=== YOUR GOAL ===
Reproduce the following items verbatim, omitting all pictures from your reply.

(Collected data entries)
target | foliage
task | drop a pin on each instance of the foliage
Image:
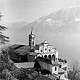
(8, 71)
(75, 69)
(3, 39)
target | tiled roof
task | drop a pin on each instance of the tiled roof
(21, 49)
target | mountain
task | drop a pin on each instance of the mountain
(61, 29)
(13, 27)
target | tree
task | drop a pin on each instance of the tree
(75, 69)
(3, 39)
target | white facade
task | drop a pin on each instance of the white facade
(47, 50)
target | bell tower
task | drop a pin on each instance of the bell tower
(32, 40)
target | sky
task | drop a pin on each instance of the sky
(31, 10)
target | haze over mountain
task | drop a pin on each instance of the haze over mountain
(61, 29)
(13, 27)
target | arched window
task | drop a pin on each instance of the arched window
(45, 56)
(49, 56)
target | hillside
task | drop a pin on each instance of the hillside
(61, 29)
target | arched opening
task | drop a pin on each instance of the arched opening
(49, 57)
(44, 72)
(53, 57)
(45, 56)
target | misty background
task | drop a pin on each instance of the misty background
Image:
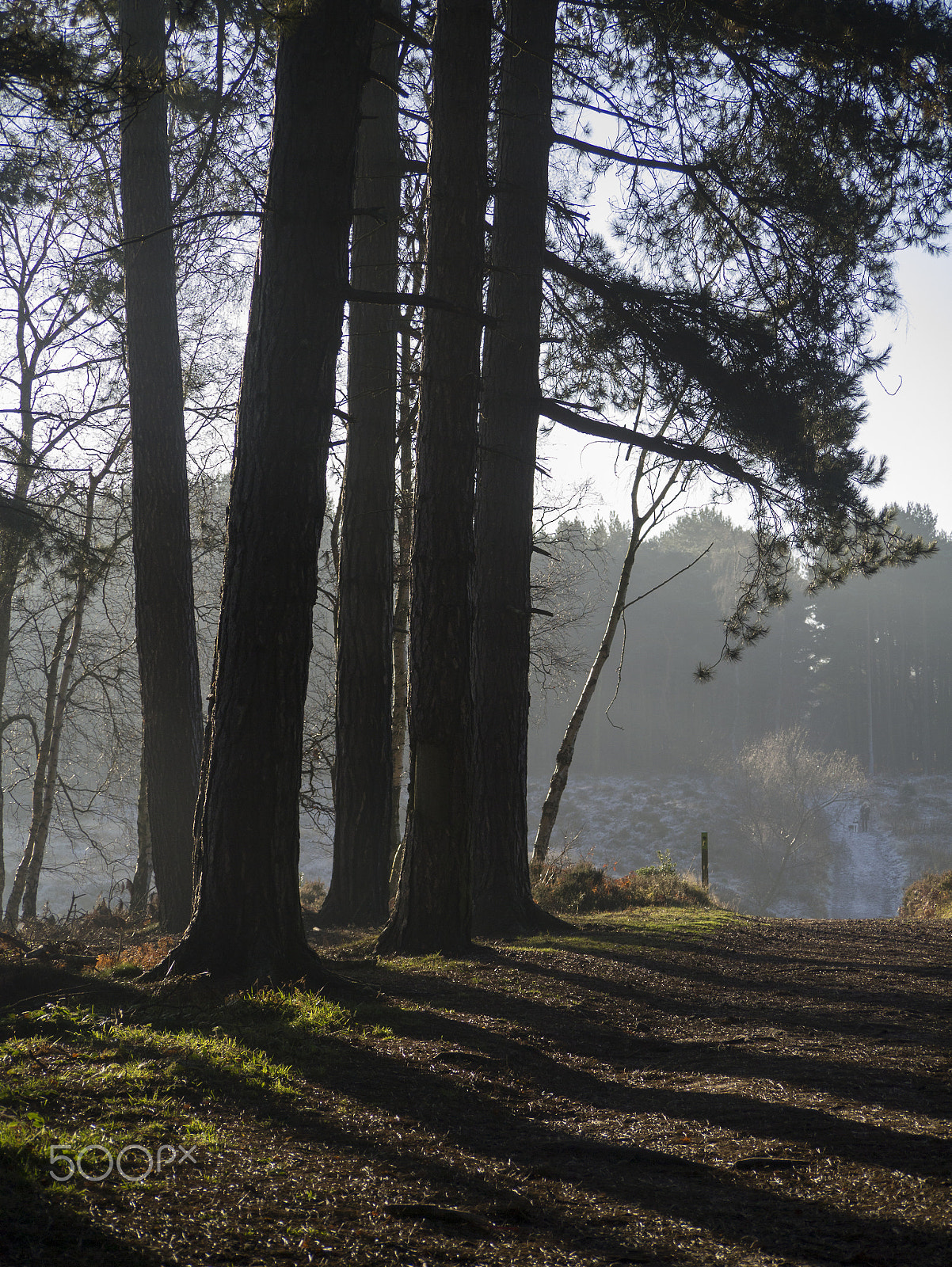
(863, 671)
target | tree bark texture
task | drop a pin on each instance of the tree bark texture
(247, 920)
(432, 910)
(401, 610)
(502, 900)
(165, 618)
(361, 835)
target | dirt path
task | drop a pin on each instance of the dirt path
(669, 1091)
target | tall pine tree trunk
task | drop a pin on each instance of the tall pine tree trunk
(401, 610)
(247, 920)
(502, 901)
(165, 618)
(361, 834)
(432, 910)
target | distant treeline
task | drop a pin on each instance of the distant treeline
(866, 667)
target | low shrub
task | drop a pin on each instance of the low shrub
(580, 887)
(928, 899)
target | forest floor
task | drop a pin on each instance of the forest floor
(660, 1087)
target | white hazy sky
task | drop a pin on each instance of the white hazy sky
(909, 405)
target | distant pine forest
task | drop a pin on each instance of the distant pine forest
(865, 668)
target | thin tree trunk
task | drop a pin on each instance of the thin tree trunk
(434, 900)
(40, 774)
(12, 542)
(165, 618)
(567, 749)
(59, 682)
(247, 922)
(143, 880)
(363, 743)
(401, 608)
(502, 899)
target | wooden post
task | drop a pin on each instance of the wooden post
(704, 859)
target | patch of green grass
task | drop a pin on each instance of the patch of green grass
(928, 899)
(581, 887)
(75, 1080)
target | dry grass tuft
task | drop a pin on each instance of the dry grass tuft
(928, 899)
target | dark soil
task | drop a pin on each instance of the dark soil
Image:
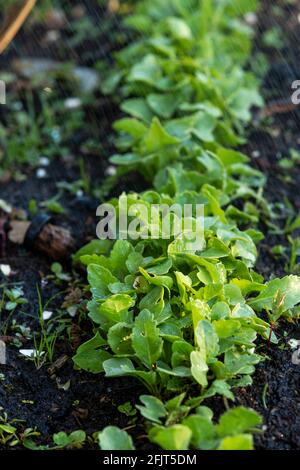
(91, 402)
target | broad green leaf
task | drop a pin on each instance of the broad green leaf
(204, 435)
(146, 341)
(199, 367)
(175, 437)
(238, 442)
(153, 408)
(99, 279)
(157, 137)
(289, 287)
(115, 308)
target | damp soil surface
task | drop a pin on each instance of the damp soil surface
(63, 399)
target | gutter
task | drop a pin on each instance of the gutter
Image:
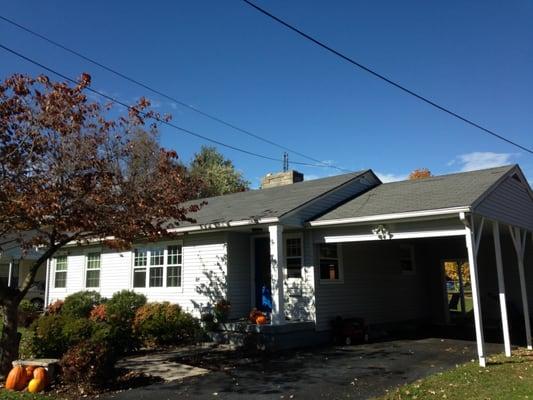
(392, 216)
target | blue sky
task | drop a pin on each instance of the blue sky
(225, 58)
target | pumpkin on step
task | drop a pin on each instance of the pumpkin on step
(16, 379)
(35, 385)
(29, 372)
(40, 373)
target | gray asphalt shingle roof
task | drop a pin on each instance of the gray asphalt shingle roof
(445, 191)
(266, 203)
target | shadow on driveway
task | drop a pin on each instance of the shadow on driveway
(355, 372)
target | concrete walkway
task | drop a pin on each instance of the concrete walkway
(163, 365)
(355, 372)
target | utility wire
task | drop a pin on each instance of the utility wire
(167, 96)
(384, 78)
(129, 107)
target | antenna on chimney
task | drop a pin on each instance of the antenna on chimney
(285, 162)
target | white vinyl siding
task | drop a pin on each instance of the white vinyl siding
(510, 203)
(373, 287)
(200, 274)
(330, 263)
(293, 255)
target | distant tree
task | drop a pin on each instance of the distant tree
(217, 174)
(143, 156)
(420, 174)
(70, 173)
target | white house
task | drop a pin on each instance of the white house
(346, 245)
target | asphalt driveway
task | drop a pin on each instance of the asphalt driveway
(354, 372)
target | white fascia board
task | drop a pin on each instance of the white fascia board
(197, 228)
(392, 216)
(230, 224)
(395, 236)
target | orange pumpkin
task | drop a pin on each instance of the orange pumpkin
(29, 372)
(35, 385)
(40, 373)
(16, 379)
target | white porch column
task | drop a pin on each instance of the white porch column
(501, 288)
(277, 273)
(472, 245)
(519, 241)
(10, 273)
(47, 285)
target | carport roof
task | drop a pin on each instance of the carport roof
(439, 192)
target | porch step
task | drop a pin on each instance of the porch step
(270, 337)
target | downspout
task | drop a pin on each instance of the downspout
(47, 284)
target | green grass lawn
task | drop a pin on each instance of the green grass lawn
(503, 378)
(10, 395)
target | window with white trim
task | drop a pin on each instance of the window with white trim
(293, 257)
(174, 264)
(92, 273)
(330, 268)
(60, 273)
(158, 263)
(140, 262)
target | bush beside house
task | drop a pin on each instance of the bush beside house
(88, 333)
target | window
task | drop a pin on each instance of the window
(92, 278)
(293, 258)
(155, 261)
(140, 261)
(407, 259)
(329, 262)
(60, 280)
(174, 257)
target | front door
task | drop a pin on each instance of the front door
(262, 268)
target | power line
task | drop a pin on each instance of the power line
(179, 128)
(167, 96)
(384, 78)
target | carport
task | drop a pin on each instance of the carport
(390, 243)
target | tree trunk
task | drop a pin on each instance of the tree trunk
(9, 342)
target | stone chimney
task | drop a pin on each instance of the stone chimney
(281, 179)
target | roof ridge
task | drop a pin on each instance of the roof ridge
(354, 174)
(436, 177)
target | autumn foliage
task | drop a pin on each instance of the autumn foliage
(66, 176)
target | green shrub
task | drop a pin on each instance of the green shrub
(123, 306)
(189, 328)
(48, 339)
(26, 347)
(27, 313)
(27, 307)
(164, 323)
(89, 363)
(76, 330)
(80, 304)
(120, 311)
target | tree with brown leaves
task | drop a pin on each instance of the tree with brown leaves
(420, 173)
(66, 177)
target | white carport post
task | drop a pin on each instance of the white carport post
(277, 273)
(472, 245)
(519, 241)
(10, 273)
(501, 287)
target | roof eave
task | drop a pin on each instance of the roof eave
(411, 215)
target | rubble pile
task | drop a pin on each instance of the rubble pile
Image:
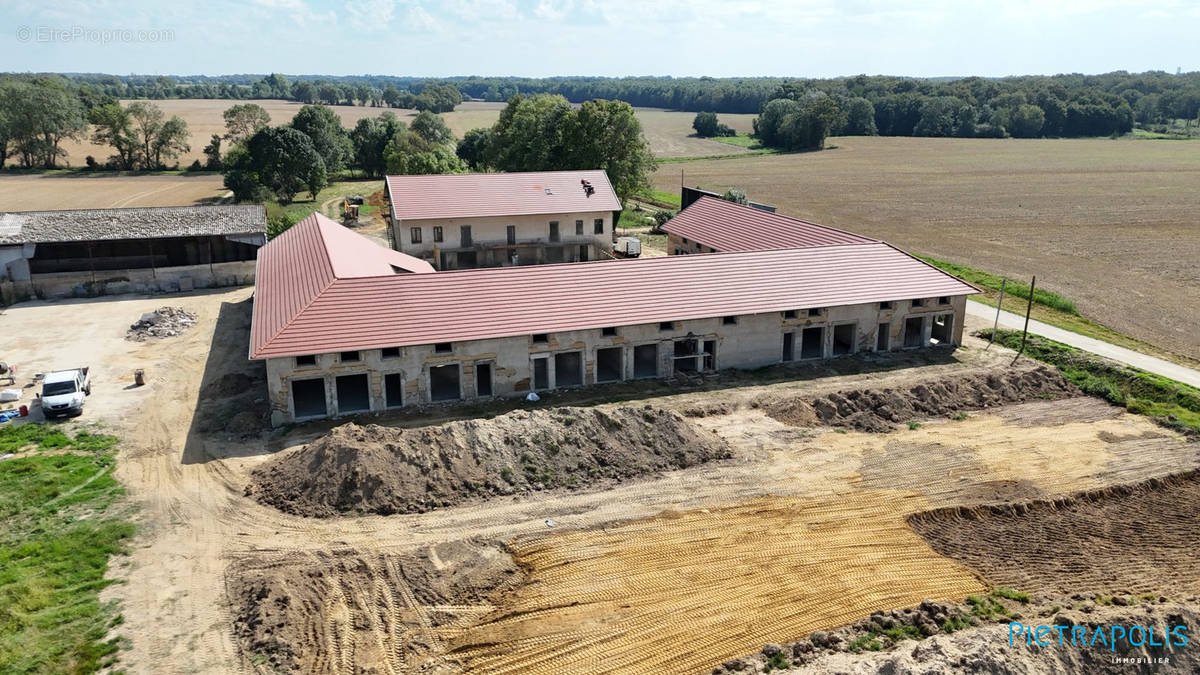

=== COMPLETE RESPONSE ===
target | foliage
task | drop a pin on each instance of the foliage
Image:
(8, 71)
(75, 69)
(3, 39)
target | tiled roof
task | drop a pin on each instance of the tiled roof
(21, 49)
target | mountain
task | drop a pin on each instance of the mountain
(61, 29)
(13, 27)
target | tree
task | drop a pin on each instance of the tree
(75, 69)
(3, 39)
target | white facade
task | drop a pin on each instance of the white facade
(47, 50)
target | bell tower
task | drop a pin on each instance of the bell tower
(32, 40)
target | sky
task | drop a pin on each instance of the sky
(31, 10)
target | haze over mountain
task | drop a pin on each instance of the haze over mountain
(61, 29)
(13, 27)
target | arched window
task | drop a pin on each instance of the arched window
(45, 56)
(49, 56)
target | hillside
task | drop a pin on each instance of the hillside
(61, 29)
target | arched opening
task | drop a pin on each instance of the arched opening
(49, 57)
(44, 72)
(53, 57)
(45, 56)
target | misty background
task | drop a pin on each instance of the misty background
Image:
(863, 671)
target | tree bark texture
task | drop a pin on each instance of the tree bark texture
(247, 920)
(432, 910)
(401, 610)
(502, 900)
(165, 618)
(361, 835)
target | dirt path
task | drop a pin on each instance of the dirt path
(669, 1091)
target | tall pine tree trunk
task | drop a pin on each instance of the tall pine tree trunk
(401, 610)
(247, 920)
(502, 901)
(165, 618)
(361, 834)
(432, 910)
target | distant treeline
task | drop a pin on each instance of the distant treeline
(866, 667)
target | low shrub
task | drop a pin on each instance of the low shrub
(580, 887)
(928, 899)
target | forest floor
task | drop a pin on each instance of the forest floor
(660, 1087)
target | white hazy sky
task | drop a pin on each instance of the white hazy sky
(909, 405)
target | distant pine forest
task | drop a pin on each instance of the distant pine forest
(865, 668)
target | thin tree trunk
task | drop a pin on each instance of the thin tree trunk
(434, 900)
(40, 774)
(12, 542)
(165, 618)
(567, 749)
(59, 682)
(247, 922)
(143, 880)
(363, 743)
(401, 608)
(502, 899)
target | wooden post
task | drop a pin on each instance of the wooden post
(704, 859)
target | patch of green grass
task | drop a pin on each instance of the patch of green grass
(928, 899)
(581, 887)
(75, 1080)
target | dry grass tuft
task | drop a pin on each instance of the dry grass tuft
(928, 899)
target | dark soil
task | drop a pin on each instance of the dark soil
Image:
(91, 402)
target | broad green leaf
task | drop a pin on each instance of the broad green leaf
(204, 435)
(146, 341)
(199, 367)
(175, 437)
(238, 442)
(153, 408)
(99, 279)
(157, 137)
(289, 287)
(115, 308)
target | damp soil surface
task | drop a pin on each instance of the damp soil surface
(63, 399)
target | gutter
task | drop a pin on each instance of the gutter
Image:
(392, 216)
target | blue sky
task | drop a pin on each instance of the blue sky
(225, 58)
target | pumpkin on step
task | drop a pin on each instance of the pumpkin on step
(16, 379)
(35, 385)
(29, 372)
(40, 373)
target | gray asphalt shingle roof
task | drop a pin on each instance of the gray asphalt shingle roof
(445, 191)
(266, 203)
target | shadow on driveway
task | drop a pin on each instance of the shadow on driveway
(355, 372)
target | concrete walkway
task | drop a pin on each instance of the concrete walkway
(163, 365)
(355, 372)
target | utility wire
task | drop a pin on each instance of the utility wire
(167, 96)
(384, 78)
(129, 107)
target | antenna on chimney
task | drop a pin on each instance of the antenna on chimney
(285, 162)
target | white vinyl siding
task | drop a pin on each instance of the white vinyl siding
(510, 203)
(373, 287)
(200, 274)
(330, 263)
(293, 255)
target | distant tree
task | drop a pin on each instance of the distant tree
(217, 174)
(143, 156)
(420, 174)
(70, 173)
target | white house
task | drop a pin on each instance of the white house
(346, 245)
target | asphalt driveway
task | drop a pin on each instance of the asphalt driveway
(354, 372)
target | white fascia board
task | drop a pin on each instance of the white fascia board
(197, 228)
(392, 216)
(230, 224)
(395, 236)
target | orange pumpkin
task | drop a pin on each instance of the orange pumpkin
(29, 372)
(35, 385)
(40, 373)
(16, 379)
target | white porch column
task | drop a pin on each instance of the white porch column
(501, 288)
(277, 273)
(472, 245)
(519, 241)
(10, 273)
(47, 285)
target | carport roof
task | drop a pin on each instance of the carport roof
(439, 192)
target | porch step
task | drop a pin on each instance of the porch step
(270, 337)
target | downspout
task | drop a pin on each instance of the downspout
(47, 284)
target | green grass lawn
task | drop a pin on each instance of the green grass lawn
(503, 378)
(10, 395)
target | window with white trim
task | drop a pin on each instance of the window with white trim
(293, 257)
(174, 264)
(92, 273)
(330, 268)
(60, 273)
(158, 263)
(140, 262)
target | bush beside house
task | drop a pin on each instance of the bush beside house
(88, 333)
target | window
task | drop a pin on each instance of the window
(92, 278)
(293, 258)
(155, 261)
(140, 261)
(407, 259)
(329, 262)
(60, 280)
(174, 257)
target | front door
task | drop a pin on each instance of the front door
(262, 268)
target | power line
task | drop a pin on each instance of the power line
(179, 128)
(167, 96)
(384, 78)
target | carport
task | drop a pin on each instance of the carport
(390, 243)
target | tree trunk
task | drop a pin on each instance of the tree trunk
(9, 342)
target | stone chimney
task | drop a pin on each instance of the stone chimney
(281, 179)
target | roof ridge
task | drop a pin on each instance of the roof ridge
(354, 174)
(436, 177)
target | autumn foliage
task | drop a pin on each instance of the autumn foliage
(66, 176)
target | green shrub
task | drop a pin on each instance of the green shrub
(123, 306)
(189, 328)
(48, 339)
(26, 347)
(27, 313)
(27, 307)
(164, 323)
(89, 363)
(76, 330)
(80, 304)
(120, 311)
target | tree with brown leaves
task | drop a pin on each instance of the tree with brown leaves
(420, 173)
(66, 177)
target | white carport post
task | drop a pin on each instance of the white carport post
(277, 273)
(472, 245)
(519, 241)
(10, 273)
(501, 287)
target | roof eave
task | drop a pin on each instance of the roof eave
(411, 215)
target | rubble pile
task | drop a pin on each instance of the rubble pile
Image:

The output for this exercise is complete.